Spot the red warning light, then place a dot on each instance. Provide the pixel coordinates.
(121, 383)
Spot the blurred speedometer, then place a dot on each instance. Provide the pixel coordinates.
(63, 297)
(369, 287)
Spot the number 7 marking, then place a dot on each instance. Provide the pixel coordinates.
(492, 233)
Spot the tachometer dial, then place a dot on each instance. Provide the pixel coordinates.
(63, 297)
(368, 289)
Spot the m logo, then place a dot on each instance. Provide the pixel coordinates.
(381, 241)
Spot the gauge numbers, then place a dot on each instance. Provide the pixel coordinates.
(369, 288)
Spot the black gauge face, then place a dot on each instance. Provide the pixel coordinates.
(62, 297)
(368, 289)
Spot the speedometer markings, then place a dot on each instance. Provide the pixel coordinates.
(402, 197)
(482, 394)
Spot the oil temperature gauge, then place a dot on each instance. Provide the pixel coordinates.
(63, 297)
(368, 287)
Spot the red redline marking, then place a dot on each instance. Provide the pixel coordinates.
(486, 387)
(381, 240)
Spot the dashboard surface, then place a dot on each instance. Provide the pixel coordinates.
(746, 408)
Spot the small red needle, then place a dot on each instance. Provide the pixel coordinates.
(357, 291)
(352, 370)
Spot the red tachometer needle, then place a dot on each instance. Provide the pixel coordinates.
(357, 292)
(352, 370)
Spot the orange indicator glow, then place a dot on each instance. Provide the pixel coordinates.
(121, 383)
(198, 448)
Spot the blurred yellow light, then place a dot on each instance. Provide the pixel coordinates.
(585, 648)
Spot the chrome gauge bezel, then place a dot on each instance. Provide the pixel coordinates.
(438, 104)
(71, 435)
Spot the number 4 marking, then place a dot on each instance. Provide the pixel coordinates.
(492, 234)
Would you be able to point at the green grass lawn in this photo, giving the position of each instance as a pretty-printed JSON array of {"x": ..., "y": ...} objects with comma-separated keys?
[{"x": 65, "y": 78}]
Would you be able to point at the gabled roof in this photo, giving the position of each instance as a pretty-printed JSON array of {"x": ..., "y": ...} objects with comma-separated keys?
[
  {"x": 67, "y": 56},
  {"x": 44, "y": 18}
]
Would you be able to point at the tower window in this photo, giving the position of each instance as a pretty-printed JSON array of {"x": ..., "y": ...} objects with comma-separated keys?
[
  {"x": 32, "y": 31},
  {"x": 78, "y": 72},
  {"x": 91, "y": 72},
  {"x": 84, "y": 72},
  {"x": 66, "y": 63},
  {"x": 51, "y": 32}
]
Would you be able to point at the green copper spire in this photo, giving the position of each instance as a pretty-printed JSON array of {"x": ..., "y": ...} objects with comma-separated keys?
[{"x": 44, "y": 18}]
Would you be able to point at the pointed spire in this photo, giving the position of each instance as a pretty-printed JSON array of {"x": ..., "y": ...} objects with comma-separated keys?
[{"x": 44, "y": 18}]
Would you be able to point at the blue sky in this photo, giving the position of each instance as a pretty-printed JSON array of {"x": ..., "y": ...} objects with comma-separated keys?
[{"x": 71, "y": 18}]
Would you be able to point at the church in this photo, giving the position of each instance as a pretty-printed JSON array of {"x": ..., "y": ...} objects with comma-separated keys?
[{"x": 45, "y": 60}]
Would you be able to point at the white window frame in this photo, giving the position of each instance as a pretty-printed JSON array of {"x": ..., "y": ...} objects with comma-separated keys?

# [Short exercise]
Lay out the lines from the one containing "Would you be able to point at the blue" through the end of the records as a JSON list of strings, one string per line, with blank lines omitted.

# [Written response]
[
  "Would you be able to point at the blue sky in this photo, giving the position of each instance as a pretty-printed JSON array of {\"x\": ..., \"y\": ...} objects with comma-separated keys?",
  "[{\"x\": 71, \"y\": 18}]",
  "Would you be able to point at the church in this photo, giving the position of each instance as a pretty-printed JSON array of {\"x\": ..., \"y\": ...} objects with comma-separated keys?",
  "[{\"x\": 45, \"y\": 60}]",
  "Would you be able to point at the white window frame in this photo, giving the position of each instance as a pretty-printed JSON array of {\"x\": ..., \"y\": ...} objects with comma-separated keys?"
]